短い課題 1: 下にあるサッカー指導についての文章に名前が出てくるサッカークラブを、すべて書き出してください。

提示された文章:
中野吉之伴フッスバルラボ

息子が所属するU9のアシスタントコーチとしてできること

ドイツで15年以上サッカー指導者として、またジャーナリストとして活動する中野吉之伴。昨年2月に突然「SGアウゲン・バイラータール」のU15監督を解任された。新たな指導先を「どこにしようか?」と考えていた矢先、息子が所属する「SVホッホドルフ」からオファーが舞い込んだ。さらに元プロクラブの古巣フライブルガーFCからもオファーを受ける。そこから最終的に決断したのは、2つのクラブで異なるカテゴリーの指導を行うことだった。この不定期連載は、息子が所属する「SVホッホドルフ」のU9でアシスタントコーチとして感じた日常を書き綴る「子育て奮闘」である。

文・写真=中野 吉之伴

▼息子のチーム「ホッホドルフ」でコーチをするのは楽しい。

でも、大変なこともたくさんある。特に、最初の課題は我が子との関係だった。息子たちのチームの他のお父さんコーチの様子を見ながら、気をつけようとは思っていたが、実際にやってみると確かに難しいなと思う場面が連続してやってくる。

次男チームの監督を務めるバスティアンもお父さんコーチだ。思ったことをすぐ口にしてしまうタイプできっちりサッカーをさせたがる。とはいえ、8歳の子が言われたことすべてを理解するのは難しい。わからないことの方が多い。試合中にゴチャゴチャした状況になると、どうしていいかがわからなくなってしまう子ばかり。それはそうだ。それが普通だからだ。

例えば目の前に自分がマークする相手がいて、ボールが見えていて、ゴールがどこにあるかはわかっている。そのくらいのシンプルな状況だったら、やるべきプレーはわかる子たちだ。でも、試合の流れで急にまわりに何人も相手がいたりするときがある。

どの選手をマークするの?
待つの?
あたるの?

一瞬、パニックになる。迷うとプレーが遅くなるし、止まってしまう。でも、外から見ている大人にはその葛藤がわからない。子どもたちは必死だ。彼らは監督の言うとおりにすることが正しいと思っているし、そうすることでもっといいプレーができて、試合にも勝てると信じている。言いすぎないようにはしようとはしているようだ。話を交わしているとそのあたりのことに気を配っていないことはよくわかるし、口から飛び出そうとなる言葉を必死に抑えようとしている姿をみることもある。

短い課題 2: 下のエントリーの最初の行から「[21,0,640,112]」を含む行までを、「bounding box coordinates」を「pixel coordinates」に置き換えたうえで、それ以外は変えずにもう一度書いてください。画像は答えから省いてください。

ラベル付き領域データの抜粋:
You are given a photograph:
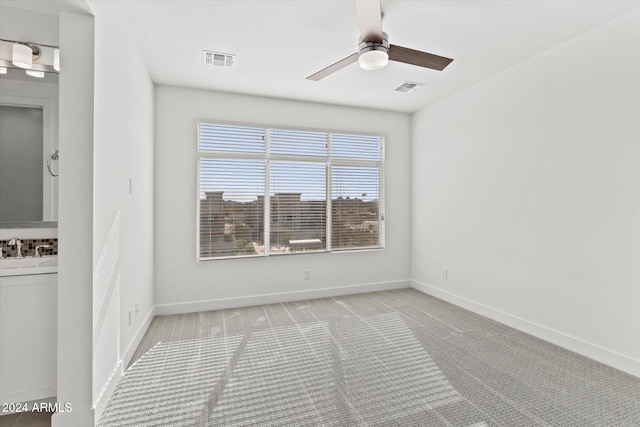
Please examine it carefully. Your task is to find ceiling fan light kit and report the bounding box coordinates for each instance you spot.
[307,0,453,81]
[358,33,389,71]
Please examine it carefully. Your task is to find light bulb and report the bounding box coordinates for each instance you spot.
[53,49,60,72]
[12,43,33,70]
[358,50,389,70]
[26,70,44,79]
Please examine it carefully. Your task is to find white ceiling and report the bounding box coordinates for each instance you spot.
[21,0,640,112]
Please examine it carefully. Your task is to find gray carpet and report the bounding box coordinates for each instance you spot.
[98,289,640,427]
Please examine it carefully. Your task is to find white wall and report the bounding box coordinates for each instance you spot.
[412,11,640,375]
[51,12,94,427]
[90,2,154,419]
[155,86,410,313]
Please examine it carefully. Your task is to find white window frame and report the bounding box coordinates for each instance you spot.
[195,120,386,262]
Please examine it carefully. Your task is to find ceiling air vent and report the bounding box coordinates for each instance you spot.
[396,82,424,93]
[202,50,236,67]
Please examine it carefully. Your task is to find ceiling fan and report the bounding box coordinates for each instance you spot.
[307,0,453,81]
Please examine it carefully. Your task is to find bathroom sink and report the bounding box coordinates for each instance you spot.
[0,255,58,276]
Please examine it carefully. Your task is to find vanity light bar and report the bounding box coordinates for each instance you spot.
[0,39,60,77]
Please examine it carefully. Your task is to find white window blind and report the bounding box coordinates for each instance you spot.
[197,123,384,260]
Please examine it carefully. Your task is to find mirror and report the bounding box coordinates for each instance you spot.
[0,11,64,228]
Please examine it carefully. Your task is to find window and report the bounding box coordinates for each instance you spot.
[198,123,384,260]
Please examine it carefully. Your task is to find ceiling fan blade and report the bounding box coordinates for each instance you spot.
[355,0,382,42]
[389,45,453,71]
[307,52,358,81]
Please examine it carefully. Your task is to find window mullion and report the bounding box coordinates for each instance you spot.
[262,129,271,256]
[325,134,333,251]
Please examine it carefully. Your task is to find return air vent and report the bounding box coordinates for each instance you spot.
[396,82,424,93]
[202,50,236,67]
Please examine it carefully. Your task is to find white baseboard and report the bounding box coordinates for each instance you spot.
[122,306,157,371]
[156,280,410,316]
[51,408,95,427]
[411,280,640,377]
[93,360,124,424]
[93,307,156,423]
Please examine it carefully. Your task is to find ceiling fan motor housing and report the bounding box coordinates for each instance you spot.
[358,32,389,70]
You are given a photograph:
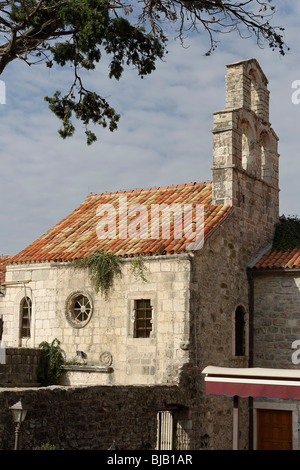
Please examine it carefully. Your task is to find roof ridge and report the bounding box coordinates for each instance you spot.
[87,180,212,198]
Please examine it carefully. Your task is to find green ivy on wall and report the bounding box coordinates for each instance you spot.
[73,250,147,297]
[73,250,121,296]
[38,338,64,387]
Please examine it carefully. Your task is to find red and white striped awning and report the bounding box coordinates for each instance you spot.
[202,366,300,400]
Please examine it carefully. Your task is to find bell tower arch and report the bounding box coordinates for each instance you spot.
[212,59,279,246]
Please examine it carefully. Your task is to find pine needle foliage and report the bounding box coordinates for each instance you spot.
[272,216,300,251]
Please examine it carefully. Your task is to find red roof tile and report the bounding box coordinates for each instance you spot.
[10,182,231,263]
[254,248,300,270]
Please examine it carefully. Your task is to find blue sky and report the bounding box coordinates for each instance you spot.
[0,0,300,254]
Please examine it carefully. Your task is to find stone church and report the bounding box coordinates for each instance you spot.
[0,59,300,450]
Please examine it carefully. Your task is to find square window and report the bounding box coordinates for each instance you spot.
[134,299,152,338]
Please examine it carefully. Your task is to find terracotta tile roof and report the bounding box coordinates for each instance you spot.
[254,248,300,270]
[10,182,231,263]
[0,255,11,284]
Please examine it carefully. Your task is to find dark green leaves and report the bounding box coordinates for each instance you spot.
[272,217,300,251]
[41,0,164,145]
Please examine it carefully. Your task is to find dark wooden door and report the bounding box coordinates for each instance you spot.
[257,409,293,450]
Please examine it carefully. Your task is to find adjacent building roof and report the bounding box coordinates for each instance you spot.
[10,182,231,263]
[254,248,300,270]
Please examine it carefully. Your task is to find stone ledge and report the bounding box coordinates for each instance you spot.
[62,364,114,374]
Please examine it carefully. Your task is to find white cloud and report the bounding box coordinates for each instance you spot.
[0,0,300,254]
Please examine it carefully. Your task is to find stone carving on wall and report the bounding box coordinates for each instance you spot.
[100,351,113,367]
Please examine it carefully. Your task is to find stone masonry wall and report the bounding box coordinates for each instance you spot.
[0,386,193,450]
[254,272,300,369]
[254,272,300,450]
[0,255,190,385]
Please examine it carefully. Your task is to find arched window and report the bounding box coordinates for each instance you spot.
[249,70,259,114]
[234,305,246,356]
[21,297,32,338]
[259,132,272,183]
[241,120,254,171]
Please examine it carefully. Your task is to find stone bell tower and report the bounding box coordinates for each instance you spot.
[212,59,279,235]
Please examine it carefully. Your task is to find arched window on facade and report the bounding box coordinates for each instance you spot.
[259,132,272,183]
[234,305,246,356]
[249,70,259,114]
[20,297,32,338]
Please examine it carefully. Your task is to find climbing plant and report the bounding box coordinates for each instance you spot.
[130,256,148,282]
[38,338,64,386]
[73,250,121,296]
[272,216,300,251]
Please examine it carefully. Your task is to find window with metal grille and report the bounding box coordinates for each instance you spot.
[21,297,32,338]
[235,305,245,356]
[134,299,152,338]
[157,410,189,450]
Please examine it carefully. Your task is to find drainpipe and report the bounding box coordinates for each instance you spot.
[247,268,254,450]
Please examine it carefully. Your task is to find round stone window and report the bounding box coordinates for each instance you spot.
[66,291,93,328]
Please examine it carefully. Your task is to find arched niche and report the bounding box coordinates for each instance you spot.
[259,131,272,184]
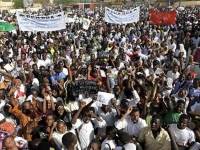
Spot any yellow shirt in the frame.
[138,126,171,150]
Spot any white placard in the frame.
[104,7,140,24]
[16,12,66,31]
[83,18,91,30]
[97,92,115,105]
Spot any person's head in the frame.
[32,64,38,72]
[87,139,101,150]
[177,114,190,129]
[118,132,131,145]
[175,100,185,113]
[106,126,117,140]
[113,85,121,96]
[40,66,46,75]
[54,64,62,73]
[154,93,162,103]
[21,53,26,60]
[56,102,65,116]
[164,96,173,109]
[0,88,6,100]
[62,132,77,150]
[32,52,38,61]
[56,120,67,134]
[193,78,200,88]
[168,50,174,60]
[45,114,55,127]
[124,88,133,99]
[179,74,185,82]
[101,104,111,113]
[58,61,64,69]
[28,138,41,150]
[150,101,159,115]
[172,65,179,73]
[178,88,187,98]
[37,141,50,150]
[2,136,18,150]
[153,60,160,70]
[120,99,129,114]
[22,101,32,116]
[130,107,140,123]
[52,88,58,98]
[151,115,163,131]
[3,104,12,116]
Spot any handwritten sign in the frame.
[97,92,115,105]
[97,51,109,59]
[72,80,98,96]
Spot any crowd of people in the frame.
[0,3,200,150]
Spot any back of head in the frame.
[118,132,131,144]
[29,138,41,150]
[62,132,75,149]
[106,126,117,139]
[38,141,50,150]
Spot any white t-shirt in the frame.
[101,138,117,150]
[170,124,195,150]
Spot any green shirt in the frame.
[164,109,183,125]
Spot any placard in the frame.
[97,51,109,59]
[97,92,115,105]
[72,80,98,96]
[16,12,66,31]
[104,7,140,24]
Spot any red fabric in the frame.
[194,49,200,62]
[0,122,15,133]
[150,10,176,25]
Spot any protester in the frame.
[0,4,200,150]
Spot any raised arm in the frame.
[72,101,86,124]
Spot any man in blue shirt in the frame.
[50,64,67,85]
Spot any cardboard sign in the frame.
[97,92,115,105]
[72,80,98,96]
[97,51,109,59]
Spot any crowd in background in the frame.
[0,6,200,150]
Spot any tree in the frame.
[53,0,80,6]
[13,0,24,9]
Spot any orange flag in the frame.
[150,10,176,25]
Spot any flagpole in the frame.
[179,0,182,7]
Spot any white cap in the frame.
[0,114,5,121]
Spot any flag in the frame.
[150,10,176,25]
[83,18,90,30]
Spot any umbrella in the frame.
[177,7,185,11]
[0,21,16,32]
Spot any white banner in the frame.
[83,18,91,30]
[23,0,33,7]
[104,7,140,24]
[16,12,66,31]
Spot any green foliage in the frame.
[13,0,24,9]
[53,0,80,6]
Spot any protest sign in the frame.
[97,92,115,105]
[16,12,66,31]
[150,10,176,25]
[97,51,109,59]
[72,80,98,96]
[83,18,90,30]
[104,7,140,24]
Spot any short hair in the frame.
[62,132,75,149]
[179,114,190,121]
[38,141,50,150]
[119,132,131,144]
[177,99,185,105]
[124,88,133,98]
[106,126,117,138]
[88,139,101,149]
[152,114,163,123]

課題の解答 1:
SGアウゲン・バイラータール
SVホッホドルフ
フライブルガーFC

課題の解答 2:
You are given a photograph:
Please examine it carefully. Your task is to find ceiling fan light kit and report the pixel coordinates for each instance you spot.
[307,0,453,81]
[358,33,389,71]
Please examine it carefully. Your task is to find light bulb and report the pixel coordinates for each instance you spot.
[53,49,60,72]
[12,43,33,70]
[358,50,389,70]
[26,70,44,79]
Please examine it carefully. Your task is to find white ceiling and report the pixel coordinates for each instance you spot.
[21,0,640,112]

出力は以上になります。